_EXTRAIT CHOISI_
......
Hachette (tome 2p. 94-101).


DISCOURS
Où l’on fait voir qu’il n’y a pas une relation nécessaire entre la possibilité et le pouvoir.


Toutes les choses qu’il est possible qui arrivent à un sujet, ne sont pas toujours au pouvoir de ce sujet : et quoiqu’on se laisse aisément prévenir de l’opinion qu’il y a une relation nécessaire de l’un à l’autre, il n’y a rien de plus facile et de plus commun que de voir le contraire. Ce n’est pas que cette relation ne soit aussi ordinaire ; mais il s’en faut beaucoup qu’elle soit générale et nécessaire. Voici des exemples de l’un et de l’autre.

Un prince étant légitime héritier d’un royaume, et reconnu pour véritable roi par tous ses sujets, sans division et sans répugnance, il est ensemble véritable, et qu’il est possible qu’il soit roi, et qu’il est en son pouvoir de l’être. Il est possible qu’un homme sain et libre coure quand il lui plaît, et il est aussi en son pouvoir de le faire. En ces exemples, il y a relation de la possibilité au pouvoir. Mais on sait aussi qu’il est possible qu’un homme vive soixante ans, et que cependant il n’est au pouvoir de personne, non-seulement d’arriver à cet âge, mais de s’assurer d’un instant de vie ; qu’il est possible qu’un prince du sang, quoique le dernier de la maison royale, devienne roi légitime, sans qu’il soit toujours en son pouvoir de le devenir, etc. Et ainsi il est aussi simple et aussi ordinaire de voir que cette relation ne se rencontre pas, que le contraire ; d’où il paroît assez qu’elle n’est pas perpétuelle et nécessaire.


Règle pour discerner en quelles circonstances il y a relation de la possibilité au pouvoir.
......
_DONNÉES DU CORPUS_

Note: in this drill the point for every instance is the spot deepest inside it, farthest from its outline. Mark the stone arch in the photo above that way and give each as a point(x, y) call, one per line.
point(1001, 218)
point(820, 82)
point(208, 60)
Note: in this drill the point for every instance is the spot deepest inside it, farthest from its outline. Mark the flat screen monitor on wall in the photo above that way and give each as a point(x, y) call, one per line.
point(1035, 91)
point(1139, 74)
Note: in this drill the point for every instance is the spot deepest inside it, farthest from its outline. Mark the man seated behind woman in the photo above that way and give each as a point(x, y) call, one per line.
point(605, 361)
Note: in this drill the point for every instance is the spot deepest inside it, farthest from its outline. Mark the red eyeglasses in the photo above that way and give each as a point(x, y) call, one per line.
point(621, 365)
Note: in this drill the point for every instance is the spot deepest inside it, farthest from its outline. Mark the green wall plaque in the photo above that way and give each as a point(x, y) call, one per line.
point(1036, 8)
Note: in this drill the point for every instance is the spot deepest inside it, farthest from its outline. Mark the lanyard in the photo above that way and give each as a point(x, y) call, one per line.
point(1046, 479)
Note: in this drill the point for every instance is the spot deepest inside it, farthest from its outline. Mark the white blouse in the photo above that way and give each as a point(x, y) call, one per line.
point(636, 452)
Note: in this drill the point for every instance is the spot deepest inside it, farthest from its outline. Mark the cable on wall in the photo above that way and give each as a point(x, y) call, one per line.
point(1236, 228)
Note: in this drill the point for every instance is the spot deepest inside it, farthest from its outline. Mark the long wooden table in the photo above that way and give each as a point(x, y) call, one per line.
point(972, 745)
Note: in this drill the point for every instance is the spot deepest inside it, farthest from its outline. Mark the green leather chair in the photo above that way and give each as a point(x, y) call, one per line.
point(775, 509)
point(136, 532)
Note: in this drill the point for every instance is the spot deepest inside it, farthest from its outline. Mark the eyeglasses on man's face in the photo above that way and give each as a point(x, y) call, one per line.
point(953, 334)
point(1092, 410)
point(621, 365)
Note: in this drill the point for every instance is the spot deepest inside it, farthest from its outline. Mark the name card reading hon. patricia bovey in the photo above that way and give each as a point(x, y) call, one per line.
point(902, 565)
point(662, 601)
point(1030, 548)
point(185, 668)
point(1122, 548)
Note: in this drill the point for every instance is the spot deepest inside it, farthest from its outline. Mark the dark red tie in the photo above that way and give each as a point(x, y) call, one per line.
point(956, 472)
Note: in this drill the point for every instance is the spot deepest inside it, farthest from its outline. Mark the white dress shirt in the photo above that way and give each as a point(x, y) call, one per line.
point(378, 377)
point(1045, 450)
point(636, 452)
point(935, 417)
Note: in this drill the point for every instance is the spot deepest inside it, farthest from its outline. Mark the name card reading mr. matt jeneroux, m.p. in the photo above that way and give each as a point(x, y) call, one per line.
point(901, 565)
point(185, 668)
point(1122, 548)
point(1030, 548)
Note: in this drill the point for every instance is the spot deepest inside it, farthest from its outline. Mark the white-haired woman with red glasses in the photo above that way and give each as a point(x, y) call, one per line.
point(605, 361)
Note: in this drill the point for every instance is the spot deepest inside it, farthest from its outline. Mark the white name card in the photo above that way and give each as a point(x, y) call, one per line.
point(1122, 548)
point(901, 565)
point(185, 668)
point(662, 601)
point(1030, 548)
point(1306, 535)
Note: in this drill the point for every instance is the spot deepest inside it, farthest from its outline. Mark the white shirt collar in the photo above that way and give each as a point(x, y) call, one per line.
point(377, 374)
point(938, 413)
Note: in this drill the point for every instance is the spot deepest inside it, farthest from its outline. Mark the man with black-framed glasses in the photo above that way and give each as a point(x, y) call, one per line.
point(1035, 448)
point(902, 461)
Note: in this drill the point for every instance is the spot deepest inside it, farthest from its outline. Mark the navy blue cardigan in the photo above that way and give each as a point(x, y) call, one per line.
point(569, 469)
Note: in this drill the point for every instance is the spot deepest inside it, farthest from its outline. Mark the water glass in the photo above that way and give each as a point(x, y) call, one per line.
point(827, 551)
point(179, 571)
......
_OBJECTIF A_
Recopiez fidèlement le passage du discours sur la possibilité et le pouvoir qui commence par « Hachette (tome 2p. 94-101). » et se poursuit jusqu'à « et de l’autre. ».
_OBJECTIF B_
D'après le discours sur la possibilité et le pouvoir, quel âge est-il possible qu'un homme atteigne sans qu'il soit au pouvoir de personne d'y arriver ?

_RÉPONSE A_
Hachette (tome 2p. 94-101).


DISCOURS
Où l’on fait voir qu’il n’y a pas une relation nécessaire entre la possibilité et le pouvoir.


Toutes les choses qu’il est possible qui arrivent à un sujet, ne sont pas toujours au pouvoir de ce sujet : et quoiqu’on se laisse aisément prévenir de l’opinion qu’il y a une relation nécessaire de l’un à l’autre, il n’y a rien de plus facile et de plus commun que de voir le contraire. Ce n’est pas que cette relation ne soit aussi ordinaire ; mais il s’en faut beaucoup qu’elle soit générale et nécessaire. Voici des exemples de l’un et de l’autre.

_RÉPONSE B_
Soixante ans.